Short task
Could you turn the records starting at the line that contains "Task: Where can the auction" and ending at the line that contains "[[570, 230], [1137, 248]]" into a two-column CSV with the headers prompt_text and answer? Give one row per record, with its text and its answer each in a single quoted field and line breaks changed to spaces.

Input rows
::::::

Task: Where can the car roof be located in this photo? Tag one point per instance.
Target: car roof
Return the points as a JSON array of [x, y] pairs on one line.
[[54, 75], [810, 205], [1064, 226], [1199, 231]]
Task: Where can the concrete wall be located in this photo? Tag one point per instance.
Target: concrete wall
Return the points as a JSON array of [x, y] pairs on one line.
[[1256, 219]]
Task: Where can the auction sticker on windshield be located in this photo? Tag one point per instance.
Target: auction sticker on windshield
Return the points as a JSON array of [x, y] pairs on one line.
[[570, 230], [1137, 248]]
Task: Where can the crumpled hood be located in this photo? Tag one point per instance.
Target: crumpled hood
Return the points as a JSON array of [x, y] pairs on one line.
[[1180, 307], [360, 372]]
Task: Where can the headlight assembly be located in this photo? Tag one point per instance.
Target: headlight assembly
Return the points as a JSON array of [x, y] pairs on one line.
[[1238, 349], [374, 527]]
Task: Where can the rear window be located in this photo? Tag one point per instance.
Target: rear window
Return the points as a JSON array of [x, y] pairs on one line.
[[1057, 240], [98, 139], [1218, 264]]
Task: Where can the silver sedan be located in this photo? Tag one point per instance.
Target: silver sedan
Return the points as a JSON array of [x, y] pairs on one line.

::::::

Written response
prompt_text,answer
"Task: Where can the auction sticker on windshield be located in this photo? Tag one point per instance. Target: auction sticker on windshield Return the points as a JSON array of [x, y] pairs on one line.","[[570, 230], [1137, 248]]"